### Exercise description
Look below for the lines from the one with "target | grey sky" to the one with "plume in the photo above", and copy exactly those lines, both ends included.

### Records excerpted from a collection

Start of Block

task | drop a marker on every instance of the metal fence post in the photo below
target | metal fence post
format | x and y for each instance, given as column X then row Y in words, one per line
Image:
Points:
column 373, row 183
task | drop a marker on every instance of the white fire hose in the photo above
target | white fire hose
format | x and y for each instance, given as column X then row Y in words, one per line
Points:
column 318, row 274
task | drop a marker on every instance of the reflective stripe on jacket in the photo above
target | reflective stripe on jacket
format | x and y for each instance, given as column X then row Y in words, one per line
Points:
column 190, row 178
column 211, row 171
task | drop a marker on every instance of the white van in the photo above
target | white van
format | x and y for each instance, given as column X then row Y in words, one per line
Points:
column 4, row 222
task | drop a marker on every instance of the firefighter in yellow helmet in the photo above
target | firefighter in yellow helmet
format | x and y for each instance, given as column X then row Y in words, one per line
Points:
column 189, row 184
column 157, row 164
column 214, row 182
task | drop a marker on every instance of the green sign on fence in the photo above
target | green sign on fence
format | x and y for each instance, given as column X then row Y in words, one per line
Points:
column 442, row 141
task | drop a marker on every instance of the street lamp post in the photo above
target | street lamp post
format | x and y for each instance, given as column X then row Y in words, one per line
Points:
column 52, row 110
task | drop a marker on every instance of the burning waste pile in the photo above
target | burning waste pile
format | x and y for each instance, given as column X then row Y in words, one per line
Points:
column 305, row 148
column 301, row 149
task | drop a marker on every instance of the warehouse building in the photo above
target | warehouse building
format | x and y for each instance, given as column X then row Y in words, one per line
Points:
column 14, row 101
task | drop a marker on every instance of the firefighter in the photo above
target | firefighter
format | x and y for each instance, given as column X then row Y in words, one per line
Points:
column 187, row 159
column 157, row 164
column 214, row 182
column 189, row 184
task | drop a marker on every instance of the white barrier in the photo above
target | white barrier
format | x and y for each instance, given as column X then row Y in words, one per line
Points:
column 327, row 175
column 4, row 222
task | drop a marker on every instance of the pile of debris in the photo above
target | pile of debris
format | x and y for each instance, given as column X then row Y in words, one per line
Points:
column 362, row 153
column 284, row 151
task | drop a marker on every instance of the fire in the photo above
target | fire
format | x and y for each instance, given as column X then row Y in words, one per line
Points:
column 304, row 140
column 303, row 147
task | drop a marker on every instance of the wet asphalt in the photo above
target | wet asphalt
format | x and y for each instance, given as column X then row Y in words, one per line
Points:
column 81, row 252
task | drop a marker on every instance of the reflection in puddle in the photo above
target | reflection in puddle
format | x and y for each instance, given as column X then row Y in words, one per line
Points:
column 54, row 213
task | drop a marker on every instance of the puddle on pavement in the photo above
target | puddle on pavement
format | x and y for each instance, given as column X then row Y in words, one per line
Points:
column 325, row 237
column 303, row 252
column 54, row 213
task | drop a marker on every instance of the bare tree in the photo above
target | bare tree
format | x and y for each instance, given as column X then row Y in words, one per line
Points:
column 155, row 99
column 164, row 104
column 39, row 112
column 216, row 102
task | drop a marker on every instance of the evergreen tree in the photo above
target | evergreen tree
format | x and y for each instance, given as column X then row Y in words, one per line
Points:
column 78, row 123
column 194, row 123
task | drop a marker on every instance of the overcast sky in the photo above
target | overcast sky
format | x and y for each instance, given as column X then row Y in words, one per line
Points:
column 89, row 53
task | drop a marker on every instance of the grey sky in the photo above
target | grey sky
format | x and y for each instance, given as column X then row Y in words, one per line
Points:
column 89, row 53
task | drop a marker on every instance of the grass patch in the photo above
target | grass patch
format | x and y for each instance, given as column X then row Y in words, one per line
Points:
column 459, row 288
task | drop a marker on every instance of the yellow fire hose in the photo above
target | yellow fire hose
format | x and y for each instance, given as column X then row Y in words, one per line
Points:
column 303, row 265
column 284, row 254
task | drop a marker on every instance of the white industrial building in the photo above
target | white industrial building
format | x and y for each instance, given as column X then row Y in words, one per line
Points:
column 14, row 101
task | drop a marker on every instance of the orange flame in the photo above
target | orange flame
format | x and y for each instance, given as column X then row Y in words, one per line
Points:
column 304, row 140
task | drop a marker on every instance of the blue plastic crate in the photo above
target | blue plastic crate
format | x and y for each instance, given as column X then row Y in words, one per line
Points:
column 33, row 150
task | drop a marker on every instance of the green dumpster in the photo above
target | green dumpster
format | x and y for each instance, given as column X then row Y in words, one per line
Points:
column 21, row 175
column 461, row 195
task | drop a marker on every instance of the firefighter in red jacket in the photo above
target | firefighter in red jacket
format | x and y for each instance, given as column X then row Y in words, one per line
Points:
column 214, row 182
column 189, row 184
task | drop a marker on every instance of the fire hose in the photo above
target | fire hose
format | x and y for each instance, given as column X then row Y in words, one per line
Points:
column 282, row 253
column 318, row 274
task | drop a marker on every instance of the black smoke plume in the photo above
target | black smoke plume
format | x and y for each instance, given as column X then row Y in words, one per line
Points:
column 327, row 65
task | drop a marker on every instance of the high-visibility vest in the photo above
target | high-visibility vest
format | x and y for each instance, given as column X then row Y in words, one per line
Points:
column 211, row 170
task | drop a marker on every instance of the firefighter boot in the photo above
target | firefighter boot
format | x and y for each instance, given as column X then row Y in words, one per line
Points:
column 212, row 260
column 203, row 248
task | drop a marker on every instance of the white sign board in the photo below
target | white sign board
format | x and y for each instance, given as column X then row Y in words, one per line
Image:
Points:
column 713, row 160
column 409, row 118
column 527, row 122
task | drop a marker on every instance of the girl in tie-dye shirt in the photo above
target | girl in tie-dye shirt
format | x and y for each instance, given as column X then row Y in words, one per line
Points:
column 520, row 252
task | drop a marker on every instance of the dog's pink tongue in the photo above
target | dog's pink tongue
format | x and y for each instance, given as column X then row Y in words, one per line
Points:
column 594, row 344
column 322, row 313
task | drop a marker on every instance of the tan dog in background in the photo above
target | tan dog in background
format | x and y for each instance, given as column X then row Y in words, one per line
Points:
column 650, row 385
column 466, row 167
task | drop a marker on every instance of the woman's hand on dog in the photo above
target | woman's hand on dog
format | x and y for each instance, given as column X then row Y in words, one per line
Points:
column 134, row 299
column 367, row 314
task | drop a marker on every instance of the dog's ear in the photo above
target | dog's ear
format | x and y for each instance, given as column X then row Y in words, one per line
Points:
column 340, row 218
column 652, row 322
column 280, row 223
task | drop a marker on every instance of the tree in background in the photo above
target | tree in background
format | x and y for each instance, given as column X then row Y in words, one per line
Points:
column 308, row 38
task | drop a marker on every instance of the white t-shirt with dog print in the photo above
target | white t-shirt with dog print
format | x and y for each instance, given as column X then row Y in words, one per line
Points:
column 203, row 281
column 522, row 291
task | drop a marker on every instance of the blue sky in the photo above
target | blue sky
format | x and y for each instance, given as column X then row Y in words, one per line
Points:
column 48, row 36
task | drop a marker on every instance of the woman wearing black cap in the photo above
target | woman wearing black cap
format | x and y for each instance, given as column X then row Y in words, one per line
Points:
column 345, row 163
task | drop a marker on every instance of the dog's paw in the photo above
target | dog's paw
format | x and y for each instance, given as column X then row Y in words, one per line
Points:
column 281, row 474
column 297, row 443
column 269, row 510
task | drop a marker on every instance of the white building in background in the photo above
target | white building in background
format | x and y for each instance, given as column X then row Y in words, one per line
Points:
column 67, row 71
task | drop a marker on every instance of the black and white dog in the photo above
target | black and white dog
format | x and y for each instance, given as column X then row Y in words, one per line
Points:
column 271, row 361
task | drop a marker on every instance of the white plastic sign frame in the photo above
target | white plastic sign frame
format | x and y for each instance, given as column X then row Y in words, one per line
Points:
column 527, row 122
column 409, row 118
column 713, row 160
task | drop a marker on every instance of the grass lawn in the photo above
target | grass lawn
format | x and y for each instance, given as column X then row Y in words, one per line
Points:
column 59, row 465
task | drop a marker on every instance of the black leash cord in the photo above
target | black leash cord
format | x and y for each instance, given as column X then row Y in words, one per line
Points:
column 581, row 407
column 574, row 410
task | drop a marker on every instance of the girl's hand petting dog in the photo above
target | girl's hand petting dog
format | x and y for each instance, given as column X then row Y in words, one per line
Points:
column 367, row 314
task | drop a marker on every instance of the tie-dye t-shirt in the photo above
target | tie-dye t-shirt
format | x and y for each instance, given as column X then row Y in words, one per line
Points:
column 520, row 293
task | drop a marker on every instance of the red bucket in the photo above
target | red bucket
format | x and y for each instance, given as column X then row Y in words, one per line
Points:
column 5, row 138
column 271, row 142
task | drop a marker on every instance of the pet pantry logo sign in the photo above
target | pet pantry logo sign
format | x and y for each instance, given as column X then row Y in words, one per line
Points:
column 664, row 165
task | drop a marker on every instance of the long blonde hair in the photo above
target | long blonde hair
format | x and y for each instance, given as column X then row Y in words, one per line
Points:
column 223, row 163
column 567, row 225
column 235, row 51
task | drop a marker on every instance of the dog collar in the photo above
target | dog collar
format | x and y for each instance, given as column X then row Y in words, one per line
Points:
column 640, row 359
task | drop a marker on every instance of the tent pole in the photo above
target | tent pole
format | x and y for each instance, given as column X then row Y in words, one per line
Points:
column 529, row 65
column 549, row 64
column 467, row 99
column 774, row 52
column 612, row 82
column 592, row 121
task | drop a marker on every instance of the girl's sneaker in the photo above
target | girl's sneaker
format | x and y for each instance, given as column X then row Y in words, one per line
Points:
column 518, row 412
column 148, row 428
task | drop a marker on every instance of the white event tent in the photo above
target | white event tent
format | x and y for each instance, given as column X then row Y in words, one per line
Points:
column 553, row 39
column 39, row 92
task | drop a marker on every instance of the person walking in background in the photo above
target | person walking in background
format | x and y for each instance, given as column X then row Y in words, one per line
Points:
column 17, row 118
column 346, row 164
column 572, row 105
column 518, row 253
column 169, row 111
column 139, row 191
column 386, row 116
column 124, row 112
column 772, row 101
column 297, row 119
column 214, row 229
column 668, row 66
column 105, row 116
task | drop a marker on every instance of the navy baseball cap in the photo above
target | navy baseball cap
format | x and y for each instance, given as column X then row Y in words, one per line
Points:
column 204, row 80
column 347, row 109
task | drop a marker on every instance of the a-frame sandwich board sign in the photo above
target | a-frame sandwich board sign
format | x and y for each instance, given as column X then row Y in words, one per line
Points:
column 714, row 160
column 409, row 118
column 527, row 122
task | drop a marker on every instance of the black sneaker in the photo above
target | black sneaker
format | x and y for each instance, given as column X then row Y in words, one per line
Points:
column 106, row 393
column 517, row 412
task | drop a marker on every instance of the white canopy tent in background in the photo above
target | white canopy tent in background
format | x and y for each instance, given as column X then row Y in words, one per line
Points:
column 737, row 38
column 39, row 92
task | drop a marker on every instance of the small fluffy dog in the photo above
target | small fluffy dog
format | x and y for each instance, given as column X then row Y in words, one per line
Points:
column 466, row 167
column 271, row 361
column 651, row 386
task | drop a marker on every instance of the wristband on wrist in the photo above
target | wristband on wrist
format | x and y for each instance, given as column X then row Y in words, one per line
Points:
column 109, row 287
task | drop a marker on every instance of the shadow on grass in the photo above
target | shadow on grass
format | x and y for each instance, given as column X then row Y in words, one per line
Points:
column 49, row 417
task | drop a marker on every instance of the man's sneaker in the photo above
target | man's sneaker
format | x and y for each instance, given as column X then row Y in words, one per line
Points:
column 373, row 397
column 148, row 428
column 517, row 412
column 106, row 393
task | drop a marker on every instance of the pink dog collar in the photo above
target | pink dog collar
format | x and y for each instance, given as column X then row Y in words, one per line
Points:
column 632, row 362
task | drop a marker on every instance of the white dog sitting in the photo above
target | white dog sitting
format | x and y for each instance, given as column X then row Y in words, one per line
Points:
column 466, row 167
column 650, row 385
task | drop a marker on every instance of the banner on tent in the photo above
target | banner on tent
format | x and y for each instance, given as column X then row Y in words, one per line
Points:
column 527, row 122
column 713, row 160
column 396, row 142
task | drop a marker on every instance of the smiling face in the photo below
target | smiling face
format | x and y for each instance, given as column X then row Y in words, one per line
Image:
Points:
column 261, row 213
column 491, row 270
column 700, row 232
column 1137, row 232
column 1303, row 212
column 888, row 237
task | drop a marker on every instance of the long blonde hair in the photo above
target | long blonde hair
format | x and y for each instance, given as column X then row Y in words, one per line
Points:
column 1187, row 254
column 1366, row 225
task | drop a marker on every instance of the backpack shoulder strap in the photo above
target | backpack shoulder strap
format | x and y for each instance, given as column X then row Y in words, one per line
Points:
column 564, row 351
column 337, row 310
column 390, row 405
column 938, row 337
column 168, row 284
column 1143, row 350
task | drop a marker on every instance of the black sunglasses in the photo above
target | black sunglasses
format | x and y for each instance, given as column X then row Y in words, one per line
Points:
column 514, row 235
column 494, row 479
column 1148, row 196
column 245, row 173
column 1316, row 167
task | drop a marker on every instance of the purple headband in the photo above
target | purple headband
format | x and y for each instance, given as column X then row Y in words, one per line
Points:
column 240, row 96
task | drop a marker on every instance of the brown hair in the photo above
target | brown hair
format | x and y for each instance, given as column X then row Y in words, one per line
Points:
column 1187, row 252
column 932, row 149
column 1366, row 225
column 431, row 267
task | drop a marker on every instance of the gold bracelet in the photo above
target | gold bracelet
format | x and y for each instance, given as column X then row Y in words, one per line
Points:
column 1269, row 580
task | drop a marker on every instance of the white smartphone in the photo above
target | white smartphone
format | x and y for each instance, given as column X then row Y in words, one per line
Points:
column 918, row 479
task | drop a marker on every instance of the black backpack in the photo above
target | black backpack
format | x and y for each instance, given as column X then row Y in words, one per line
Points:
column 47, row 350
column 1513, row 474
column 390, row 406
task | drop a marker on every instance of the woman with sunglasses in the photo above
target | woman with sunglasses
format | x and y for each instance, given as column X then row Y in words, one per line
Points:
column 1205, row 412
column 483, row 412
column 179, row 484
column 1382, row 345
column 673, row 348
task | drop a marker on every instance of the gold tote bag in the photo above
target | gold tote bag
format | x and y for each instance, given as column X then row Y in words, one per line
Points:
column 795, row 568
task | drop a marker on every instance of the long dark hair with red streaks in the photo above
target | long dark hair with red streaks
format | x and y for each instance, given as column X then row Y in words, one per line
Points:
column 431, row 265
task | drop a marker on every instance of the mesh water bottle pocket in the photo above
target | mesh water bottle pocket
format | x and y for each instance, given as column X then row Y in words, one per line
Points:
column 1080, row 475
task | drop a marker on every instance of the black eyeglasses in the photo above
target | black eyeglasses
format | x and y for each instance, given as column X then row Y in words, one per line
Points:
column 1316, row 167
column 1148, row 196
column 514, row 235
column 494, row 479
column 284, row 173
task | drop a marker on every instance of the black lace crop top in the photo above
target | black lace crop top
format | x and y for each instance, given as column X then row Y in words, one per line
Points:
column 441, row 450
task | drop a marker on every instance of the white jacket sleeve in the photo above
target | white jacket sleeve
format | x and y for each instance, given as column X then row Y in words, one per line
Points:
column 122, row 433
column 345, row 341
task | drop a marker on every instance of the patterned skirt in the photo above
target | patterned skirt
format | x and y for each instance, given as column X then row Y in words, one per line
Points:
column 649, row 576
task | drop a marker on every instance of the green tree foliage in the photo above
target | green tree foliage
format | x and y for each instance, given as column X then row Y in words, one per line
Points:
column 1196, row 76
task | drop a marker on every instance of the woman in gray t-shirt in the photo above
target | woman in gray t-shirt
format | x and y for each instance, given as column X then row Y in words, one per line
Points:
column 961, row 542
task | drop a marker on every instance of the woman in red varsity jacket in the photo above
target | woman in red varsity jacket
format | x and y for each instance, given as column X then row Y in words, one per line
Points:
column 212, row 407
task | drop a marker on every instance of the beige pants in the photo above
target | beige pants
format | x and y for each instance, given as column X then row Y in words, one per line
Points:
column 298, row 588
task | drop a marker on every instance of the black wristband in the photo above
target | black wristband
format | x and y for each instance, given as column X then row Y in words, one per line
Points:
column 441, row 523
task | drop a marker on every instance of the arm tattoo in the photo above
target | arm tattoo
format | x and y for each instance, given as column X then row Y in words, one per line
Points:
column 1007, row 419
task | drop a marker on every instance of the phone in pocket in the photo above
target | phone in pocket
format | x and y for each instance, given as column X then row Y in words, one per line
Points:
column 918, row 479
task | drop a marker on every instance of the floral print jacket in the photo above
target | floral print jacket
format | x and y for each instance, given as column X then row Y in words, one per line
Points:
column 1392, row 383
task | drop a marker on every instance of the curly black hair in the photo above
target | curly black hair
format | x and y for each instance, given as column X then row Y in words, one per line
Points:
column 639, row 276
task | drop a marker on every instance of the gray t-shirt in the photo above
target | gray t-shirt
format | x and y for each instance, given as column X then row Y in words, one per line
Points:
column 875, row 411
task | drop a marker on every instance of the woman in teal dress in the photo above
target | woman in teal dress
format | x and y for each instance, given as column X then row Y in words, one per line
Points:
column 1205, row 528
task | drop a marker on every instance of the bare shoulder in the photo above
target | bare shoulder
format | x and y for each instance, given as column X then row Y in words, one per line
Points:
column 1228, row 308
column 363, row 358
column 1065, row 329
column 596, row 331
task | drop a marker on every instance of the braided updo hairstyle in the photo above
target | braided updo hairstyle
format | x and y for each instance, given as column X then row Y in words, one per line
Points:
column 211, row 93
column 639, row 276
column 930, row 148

End of Block

### Result
target | grey sky
format | x and y for each instance, given as column X then row Y in words, one per line
Points:
column 89, row 53
task | drop a marker on every instance of the grass patch in the photo above
target | grass patch
format | x and y for each instance, given as column X then row Y in words, one per line
Points:
column 459, row 288
task | drop a marker on every instance of the yellow fire hose in the photo above
target | yellow fire hose
format | x and y for each instance, given as column X then row Y in words, one per line
Points:
column 303, row 265
column 284, row 254
task | drop a marker on every instance of the white industrial building in the photo above
target | white industrial building
format | x and y for each instance, given as column X then row Y in words, one per line
Points:
column 14, row 101
task | drop a marker on every instance of the orange flame in the photo above
target | orange flame
format | x and y for each instance, given as column X then row Y in words, one per line
Points:
column 304, row 140
task | drop a marker on every instance of the blue plastic crate in the photo above
target | blue plastic crate
format | x and y for each instance, given as column X then row Y in words, one per line
Points:
column 33, row 150
task | drop a marker on every instance of the green dumpster in the photo above
target | green dumpster
format | x and y for each instance, given as column X then row Y in words, one per line
Points:
column 21, row 175
column 461, row 195
task | drop a marker on every instance of the firefighter in red jacket in the photo above
target | firefighter in red jacket
format | x and y for each instance, given as column X then row Y in words, one per line
Points:
column 214, row 182
column 189, row 184
task | drop a marker on every instance of the fire hose in the photo above
target | fire hose
format | x and y for each instance, given as column X then row Y in words, one per line
Points:
column 282, row 253
column 318, row 274
task | drop a marker on every instance of the black smoke plume in the photo above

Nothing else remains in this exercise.